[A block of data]
****************************************

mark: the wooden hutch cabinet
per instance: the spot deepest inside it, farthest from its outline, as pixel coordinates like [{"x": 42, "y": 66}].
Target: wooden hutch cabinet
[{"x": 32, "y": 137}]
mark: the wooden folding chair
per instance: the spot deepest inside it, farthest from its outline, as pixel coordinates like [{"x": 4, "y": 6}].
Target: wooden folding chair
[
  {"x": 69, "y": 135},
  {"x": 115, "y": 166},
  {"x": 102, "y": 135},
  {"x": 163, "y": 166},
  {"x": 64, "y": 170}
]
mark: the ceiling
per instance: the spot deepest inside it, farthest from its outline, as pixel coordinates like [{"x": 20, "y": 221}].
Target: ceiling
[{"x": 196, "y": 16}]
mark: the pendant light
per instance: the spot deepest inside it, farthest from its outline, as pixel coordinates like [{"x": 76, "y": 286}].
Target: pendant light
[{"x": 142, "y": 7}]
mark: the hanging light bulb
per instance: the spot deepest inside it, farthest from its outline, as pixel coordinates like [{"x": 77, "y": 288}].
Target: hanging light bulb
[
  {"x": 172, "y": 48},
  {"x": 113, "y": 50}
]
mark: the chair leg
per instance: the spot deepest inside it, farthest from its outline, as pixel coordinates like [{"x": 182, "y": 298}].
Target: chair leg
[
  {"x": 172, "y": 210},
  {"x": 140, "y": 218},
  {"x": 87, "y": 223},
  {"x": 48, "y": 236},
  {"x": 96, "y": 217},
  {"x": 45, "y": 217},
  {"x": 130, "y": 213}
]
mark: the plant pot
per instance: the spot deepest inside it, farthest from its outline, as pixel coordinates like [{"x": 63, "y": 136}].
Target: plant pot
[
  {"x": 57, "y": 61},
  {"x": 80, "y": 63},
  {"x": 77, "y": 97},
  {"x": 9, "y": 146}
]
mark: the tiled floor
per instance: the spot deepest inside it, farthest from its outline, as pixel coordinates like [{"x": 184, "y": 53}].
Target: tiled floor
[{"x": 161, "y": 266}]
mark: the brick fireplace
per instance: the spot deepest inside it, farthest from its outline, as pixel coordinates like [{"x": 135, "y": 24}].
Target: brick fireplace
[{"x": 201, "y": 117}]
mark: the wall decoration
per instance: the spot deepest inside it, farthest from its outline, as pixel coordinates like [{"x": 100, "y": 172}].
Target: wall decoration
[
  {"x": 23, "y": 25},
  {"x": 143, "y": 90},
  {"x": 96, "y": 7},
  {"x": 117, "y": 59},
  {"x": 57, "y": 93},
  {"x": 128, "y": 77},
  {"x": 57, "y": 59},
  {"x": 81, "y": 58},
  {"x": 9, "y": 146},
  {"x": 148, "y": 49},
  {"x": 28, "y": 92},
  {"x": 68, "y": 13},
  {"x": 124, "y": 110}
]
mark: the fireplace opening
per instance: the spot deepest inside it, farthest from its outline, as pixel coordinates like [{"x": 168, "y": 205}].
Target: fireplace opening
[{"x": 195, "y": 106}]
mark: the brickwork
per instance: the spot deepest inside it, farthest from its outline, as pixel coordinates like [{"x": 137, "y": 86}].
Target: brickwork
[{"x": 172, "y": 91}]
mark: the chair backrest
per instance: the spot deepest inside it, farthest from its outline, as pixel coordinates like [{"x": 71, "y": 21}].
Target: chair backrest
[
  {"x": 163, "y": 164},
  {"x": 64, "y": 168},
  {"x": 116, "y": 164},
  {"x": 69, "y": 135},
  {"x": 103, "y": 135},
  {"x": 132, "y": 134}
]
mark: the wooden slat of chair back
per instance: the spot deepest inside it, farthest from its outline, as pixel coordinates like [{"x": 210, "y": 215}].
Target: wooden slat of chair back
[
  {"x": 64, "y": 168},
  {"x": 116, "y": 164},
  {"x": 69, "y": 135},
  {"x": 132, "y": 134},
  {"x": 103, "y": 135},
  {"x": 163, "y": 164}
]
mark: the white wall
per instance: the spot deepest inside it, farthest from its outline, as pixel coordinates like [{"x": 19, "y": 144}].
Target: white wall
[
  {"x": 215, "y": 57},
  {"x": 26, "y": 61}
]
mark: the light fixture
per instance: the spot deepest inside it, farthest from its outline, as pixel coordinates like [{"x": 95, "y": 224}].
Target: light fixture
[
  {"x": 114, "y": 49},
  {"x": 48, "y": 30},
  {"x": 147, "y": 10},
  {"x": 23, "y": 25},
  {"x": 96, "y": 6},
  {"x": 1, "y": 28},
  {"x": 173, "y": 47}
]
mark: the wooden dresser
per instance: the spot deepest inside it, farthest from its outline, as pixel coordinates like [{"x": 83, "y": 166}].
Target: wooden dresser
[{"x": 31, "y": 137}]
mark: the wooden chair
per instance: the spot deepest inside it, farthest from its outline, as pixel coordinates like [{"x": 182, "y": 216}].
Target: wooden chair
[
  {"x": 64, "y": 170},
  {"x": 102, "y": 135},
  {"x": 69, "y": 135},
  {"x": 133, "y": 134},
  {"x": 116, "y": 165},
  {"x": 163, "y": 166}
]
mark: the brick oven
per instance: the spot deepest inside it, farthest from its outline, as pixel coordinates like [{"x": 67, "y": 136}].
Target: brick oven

****************************************

## WHAT THE TASK ASKS
Reproduce all of the entries above verbatim, with no changes of any kind.

## RESULT OF THE TASK
mark: the wooden hutch cabinet
per instance: the spot deepest inside it, farthest from its outline, as pixel coordinates like [{"x": 42, "y": 66}].
Target: wooden hutch cabinet
[{"x": 32, "y": 137}]
mark: the wooden folding chair
per instance: the spot deepest inside it, farthest from its outline, as pixel coordinates like [{"x": 4, "y": 6}].
Target: wooden folding chair
[
  {"x": 69, "y": 135},
  {"x": 115, "y": 166},
  {"x": 102, "y": 135},
  {"x": 163, "y": 166},
  {"x": 64, "y": 170}
]
mark: the ceiling
per instance: the spot deepest inside it, farthest from its outline, as pixel coordinates like [{"x": 20, "y": 221}].
Target: ceiling
[{"x": 196, "y": 16}]
mark: the pendant light
per instance: the spot deepest inside it, farthest from its outline, as pixel coordinates like [{"x": 76, "y": 286}].
Target: pendant light
[{"x": 142, "y": 7}]
mark: the hanging light bulb
per instance: the spot deepest inside it, farthest from its outline, as pixel coordinates like [{"x": 77, "y": 288}].
Target: hanging light bulb
[
  {"x": 172, "y": 48},
  {"x": 113, "y": 50}
]
mark: the chair leg
per instance: the spot deepest inside it, farthest from its outline, as pixel coordinates like [{"x": 182, "y": 298}].
Target: chair leg
[
  {"x": 172, "y": 210},
  {"x": 140, "y": 218},
  {"x": 87, "y": 223},
  {"x": 48, "y": 236},
  {"x": 96, "y": 217},
  {"x": 45, "y": 217},
  {"x": 130, "y": 213}
]
mark: the plant pot
per instance: the spot deepest inside it, farthest from its outline, as pixel coordinates like [{"x": 63, "y": 136}].
Target: plant pot
[
  {"x": 57, "y": 61},
  {"x": 80, "y": 63},
  {"x": 77, "y": 97},
  {"x": 9, "y": 146}
]
mark: the tiled floor
per instance: the spot deepest inside it, farthest from its outline, as pixel coordinates like [{"x": 184, "y": 53}].
Target: tiled floor
[{"x": 161, "y": 266}]
mark: the brick fireplace
per instance: the spot deepest inside it, farthest from its outline, as pixel coordinates like [{"x": 135, "y": 24}].
Target: brick fireplace
[{"x": 201, "y": 117}]
mark: the wall decoration
per instance: the spot deepest inside it, farthest from its outline, as pixel coordinates like [{"x": 100, "y": 172}].
Target: wall decoration
[
  {"x": 23, "y": 25},
  {"x": 143, "y": 90},
  {"x": 96, "y": 7},
  {"x": 117, "y": 59},
  {"x": 57, "y": 93},
  {"x": 128, "y": 77},
  {"x": 57, "y": 59},
  {"x": 81, "y": 58},
  {"x": 9, "y": 146},
  {"x": 148, "y": 49},
  {"x": 28, "y": 92},
  {"x": 68, "y": 13},
  {"x": 124, "y": 110}
]
mark: the fireplace opening
per instance: the spot deepest inside it, farthest from its outline, as pixel coordinates like [{"x": 168, "y": 205}].
Target: fireplace opening
[{"x": 195, "y": 106}]
mark: the brickwork
per instance: the spot deepest inside it, farthest from its outline, as pixel coordinates like [{"x": 137, "y": 86}].
Target: brickwork
[{"x": 172, "y": 91}]
mark: the chair backrest
per instance: the spot deepest inside it, farthest from its outline, as pixel coordinates like [{"x": 71, "y": 21}].
Target: chair backrest
[
  {"x": 163, "y": 164},
  {"x": 64, "y": 168},
  {"x": 116, "y": 164},
  {"x": 69, "y": 135},
  {"x": 103, "y": 135},
  {"x": 132, "y": 134}
]
mark: the wooden slat of chair back
per instance: the spot deepest inside it, farthest from its outline, as pixel coordinates like [{"x": 210, "y": 215}].
Target: wooden slat of chair back
[
  {"x": 64, "y": 168},
  {"x": 116, "y": 164},
  {"x": 69, "y": 135},
  {"x": 132, "y": 134},
  {"x": 103, "y": 135},
  {"x": 163, "y": 164}
]
mark: the white wall
per instance: the spot deepest inside it, farthest from its outline, as pixel coordinates like [{"x": 19, "y": 144}].
Target: white wall
[
  {"x": 215, "y": 57},
  {"x": 26, "y": 61}
]
mark: the light fixture
per instance: the spot deepest inside it, farthest from its outline, as pixel coordinates like [{"x": 95, "y": 224}].
Target: light fixture
[
  {"x": 114, "y": 49},
  {"x": 48, "y": 30},
  {"x": 147, "y": 10},
  {"x": 23, "y": 25},
  {"x": 96, "y": 6},
  {"x": 1, "y": 28},
  {"x": 173, "y": 47}
]
mark: the wooden dresser
per instance: the spot deepest inside it, farthest from its outline, as pixel coordinates like [{"x": 83, "y": 166}].
Target: wooden dresser
[{"x": 31, "y": 137}]
mark: the wooden chair
per instance: the spot deepest inside it, farthest from its outline, as pixel coordinates like [{"x": 182, "y": 216}].
Target: wooden chair
[
  {"x": 64, "y": 170},
  {"x": 102, "y": 135},
  {"x": 69, "y": 135},
  {"x": 133, "y": 134},
  {"x": 116, "y": 165},
  {"x": 163, "y": 166}
]
mark: the brick oven
per instance: the spot deepest inside it, farthest from its outline, as pixel coordinates like [{"x": 67, "y": 136}].
Target: brick oven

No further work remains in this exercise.